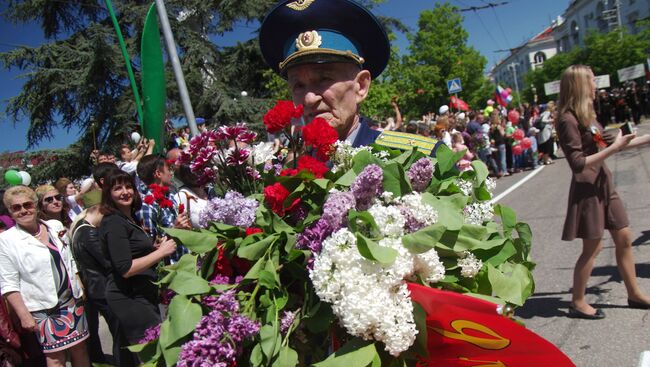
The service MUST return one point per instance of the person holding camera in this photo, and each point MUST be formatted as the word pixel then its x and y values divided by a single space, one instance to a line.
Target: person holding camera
pixel 593 204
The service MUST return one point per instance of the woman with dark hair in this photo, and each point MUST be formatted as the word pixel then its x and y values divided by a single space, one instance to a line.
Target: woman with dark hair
pixel 52 206
pixel 193 196
pixel 593 205
pixel 131 292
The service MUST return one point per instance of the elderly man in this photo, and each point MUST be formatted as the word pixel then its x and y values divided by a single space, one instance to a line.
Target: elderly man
pixel 328 51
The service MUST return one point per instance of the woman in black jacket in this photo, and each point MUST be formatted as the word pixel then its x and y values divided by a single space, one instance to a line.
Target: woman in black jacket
pixel 131 292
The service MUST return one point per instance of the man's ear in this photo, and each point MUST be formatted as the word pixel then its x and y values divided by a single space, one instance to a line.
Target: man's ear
pixel 363 80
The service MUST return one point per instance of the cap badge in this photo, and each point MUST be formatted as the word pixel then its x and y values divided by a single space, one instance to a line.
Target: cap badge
pixel 308 40
pixel 300 5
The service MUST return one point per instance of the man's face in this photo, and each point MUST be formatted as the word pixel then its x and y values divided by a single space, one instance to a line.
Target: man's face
pixel 330 91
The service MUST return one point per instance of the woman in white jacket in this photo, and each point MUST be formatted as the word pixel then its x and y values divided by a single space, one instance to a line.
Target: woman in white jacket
pixel 38 279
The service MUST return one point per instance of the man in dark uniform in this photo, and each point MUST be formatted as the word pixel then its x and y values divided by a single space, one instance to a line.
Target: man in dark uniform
pixel 328 51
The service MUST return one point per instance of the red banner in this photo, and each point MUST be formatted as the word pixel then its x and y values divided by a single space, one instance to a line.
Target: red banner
pixel 459 104
pixel 469 332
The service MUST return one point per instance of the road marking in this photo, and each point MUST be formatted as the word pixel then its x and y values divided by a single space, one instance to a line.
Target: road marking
pixel 515 186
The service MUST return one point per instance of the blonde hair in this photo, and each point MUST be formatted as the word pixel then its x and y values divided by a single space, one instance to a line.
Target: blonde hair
pixel 19 190
pixel 575 94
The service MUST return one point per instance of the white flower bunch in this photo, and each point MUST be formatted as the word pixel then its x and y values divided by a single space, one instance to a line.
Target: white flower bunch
pixel 469 265
pixel 479 212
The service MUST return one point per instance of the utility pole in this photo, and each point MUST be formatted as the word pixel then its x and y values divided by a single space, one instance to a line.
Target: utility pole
pixel 513 66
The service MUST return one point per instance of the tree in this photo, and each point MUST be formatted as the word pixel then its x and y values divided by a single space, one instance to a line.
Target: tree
pixel 80 76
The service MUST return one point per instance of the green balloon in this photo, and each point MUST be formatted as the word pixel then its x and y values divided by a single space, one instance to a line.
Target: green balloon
pixel 13 178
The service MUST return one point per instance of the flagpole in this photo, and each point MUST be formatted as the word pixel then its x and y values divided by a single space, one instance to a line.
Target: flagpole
pixel 127 61
pixel 176 64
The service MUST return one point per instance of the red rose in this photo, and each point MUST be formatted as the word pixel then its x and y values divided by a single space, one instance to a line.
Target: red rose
pixel 275 195
pixel 280 116
pixel 313 165
pixel 289 172
pixel 252 230
pixel 320 135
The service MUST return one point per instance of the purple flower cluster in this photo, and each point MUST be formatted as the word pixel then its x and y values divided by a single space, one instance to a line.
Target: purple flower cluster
pixel 150 334
pixel 218 338
pixel 233 209
pixel 367 186
pixel 286 320
pixel 420 174
pixel 336 208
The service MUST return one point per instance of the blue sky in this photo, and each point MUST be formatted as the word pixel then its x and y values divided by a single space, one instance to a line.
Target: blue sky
pixel 491 29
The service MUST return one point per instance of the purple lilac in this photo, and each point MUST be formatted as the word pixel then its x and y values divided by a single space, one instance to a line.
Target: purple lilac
pixel 218 337
pixel 233 209
pixel 367 186
pixel 420 174
pixel 336 208
pixel 286 320
pixel 150 334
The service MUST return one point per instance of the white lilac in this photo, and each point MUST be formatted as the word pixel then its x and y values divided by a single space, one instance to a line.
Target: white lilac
pixel 478 213
pixel 429 266
pixel 389 219
pixel 469 265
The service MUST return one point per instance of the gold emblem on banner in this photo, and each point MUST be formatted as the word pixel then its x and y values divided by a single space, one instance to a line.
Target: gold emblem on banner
pixel 308 40
pixel 300 5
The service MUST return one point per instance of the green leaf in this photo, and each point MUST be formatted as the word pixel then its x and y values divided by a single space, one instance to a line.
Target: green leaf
pixel 270 341
pixel 395 179
pixel 481 171
pixel 357 353
pixel 197 242
pixel 512 283
pixel 187 283
pixel 425 239
pixel 256 250
pixel 372 251
pixel 183 316
pixel 287 358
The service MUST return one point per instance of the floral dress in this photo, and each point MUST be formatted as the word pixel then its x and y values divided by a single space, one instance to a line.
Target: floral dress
pixel 64 325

- **Task requirements**: Rewrite all of the rows above, replacing every occurrence of "photo" with "image" and changing nothing else. Leave out the pictures.

- **Written answer**:
The service MUST return one point per instance of the person holding camera in this image, and each point MUST be formatted as the word pixel then its x and y values divided by a single space, one instance to a line.
Target: person holding camera
pixel 593 204
The service MUST return one point per instance of the woman with dark hair in this image, and each point MUST be formatted as the word pixel then its x and y values divided by a single space, one instance to a line.
Target: woman with dark hair
pixel 52 206
pixel 193 196
pixel 593 205
pixel 131 292
The service MUST return one point per instance of the elderly man in this image, and each point MUST be formatted as the word pixel then its x and y values divided by a single space, one instance to a line.
Target: elderly man
pixel 328 51
The service MUST return one point per instance of the woman in black jacket in this image, and each point MUST be formatted as the word pixel then its x and y values divided by a single space, one instance to a line.
Target: woman in black jacket
pixel 131 292
The service MUST return one point per instance of the man's ear in this image, and each point MUST be formatted as the word pixel then its x and y values divided by a single space, one instance to a line.
Target: man's ear
pixel 363 80
The service MUST return one point per instance of the cap badge in this image, and each point MUST be formatted as the word pixel then its x and y values divided by a single space, one instance to a line.
Target: cap badge
pixel 308 40
pixel 300 5
The service MUST return one point per instance of the man's face in this image, and each point MUST be formatted as the word pixel then its x and y values divided by a single space, one instance to a line.
Target: man's face
pixel 330 91
The service MUST return one point per instance of the woman in white jacket in this image, and each point MUST be formatted as the word pixel then its x and y values divided by a single space, one instance to a line.
Target: woman in white jacket
pixel 38 279
The service MUST return one point per instance of the man in dark uniform in this image, and each point MUST be formatted as the word pixel then its x and y values divided by a single space, one instance to a line.
Target: man in dark uniform
pixel 328 51
The service MUST return one point per instance of the red banner in this image, and each point MUST be formatted as the word pixel then its x and y values divided by a single space, one instance to a line.
Target: red banner
pixel 459 104
pixel 469 332
The service MUST return one point per instance of the road marking in this image, and each point MUST be formatted as the word pixel then its x and y values divided by a single space, one instance to a line.
Target: road marking
pixel 515 186
The service MUST return one point per instance of the blonde hair in this image, and each point MUST be formatted as the word pixel then its x and y values divided by a single space, one instance to a line.
Target: blonde hair
pixel 19 190
pixel 575 94
The service MUST return one point per instance of the white flower bunch in this image, and each point MUST be formatted as the word pixel then its x and y values divided by a single space, one instance to a line.
Target: white flower bunch
pixel 469 265
pixel 479 212
The service MUST return one point per instance of the utility pole in this image, and each point MUST be formatted as the word pixel then its x and y values divided by a single space, one instance to a line.
Target: utility pole
pixel 513 66
The service MUST return one point per instance of the tree in this image, and each point MUST be formatted as the word pixel then its x and y values divided by a single space, one instance to a line.
Target: tree
pixel 80 76
The service MUST return one point per instance of the green balloon in this image, and each point MUST be formatted as the word pixel then its x and y values divided by a single space, one instance to a line.
Target: green balloon
pixel 13 178
The service MUST return one point per instance of the flagpole in this image, and each point MUST be formatted as the word pixel then its x and y values divided by a single space, one instance to a line.
Target: flagpole
pixel 127 61
pixel 176 64
The service MUST return one point per instance of the red rose in this image, and each point MUST be formatted as the word pixel then its x and y values divided by a single space, one instance to a line.
Target: red rose
pixel 275 195
pixel 280 116
pixel 313 165
pixel 289 172
pixel 252 230
pixel 320 135
The service MUST return one point per instance of the purple flower cluster in this image, and each point MUST be formatted as the word pixel then its x and y values divided by a single space, one instance to a line.
Target: purple flower cluster
pixel 150 334
pixel 218 338
pixel 233 209
pixel 367 186
pixel 286 320
pixel 420 174
pixel 336 208
The service MUST return one point per instance of the blue sky in this image, and each point MUST be formatted as the word pixel then its x and y values divided by a single space, one instance to a line.
Target: blue sky
pixel 491 29
The service MUST return one point per instance of the purple lilac in this image, and each point MUST be formatted as the word pixel then its x and y values divided by a single space, one instance to a line.
Target: purple lilac
pixel 218 337
pixel 233 209
pixel 367 186
pixel 420 174
pixel 336 208
pixel 286 320
pixel 150 334
The service MUST return one point per instance of the white lilac in this image, and each point MUST be formatted as the word pixel then its x and y values divided by a single space, one instance to a line.
Target: white lilac
pixel 478 213
pixel 429 266
pixel 389 219
pixel 469 265
The service MUST return one point per instance of the gold emblem on banner in this image, and each point MUST be formatted as the word pixel then its x and y values divided by a single space, one instance to a line.
Target: gold emblem on banner
pixel 308 40
pixel 300 5
The service MUST return one point per instance of the green leaf in this image, and each point MUST be formatted as the word pixel then its x and y values divided by a single space, one instance to a line.
Target: green leaf
pixel 270 341
pixel 395 179
pixel 481 171
pixel 357 353
pixel 197 242
pixel 512 283
pixel 187 283
pixel 425 239
pixel 256 250
pixel 372 251
pixel 183 316
pixel 287 358
The service MUST return one point per instance of the floral dress in this image, and each point MUST be formatted as the word pixel then its x and y values divided by a single space, one instance to a line.
Target: floral dress
pixel 64 325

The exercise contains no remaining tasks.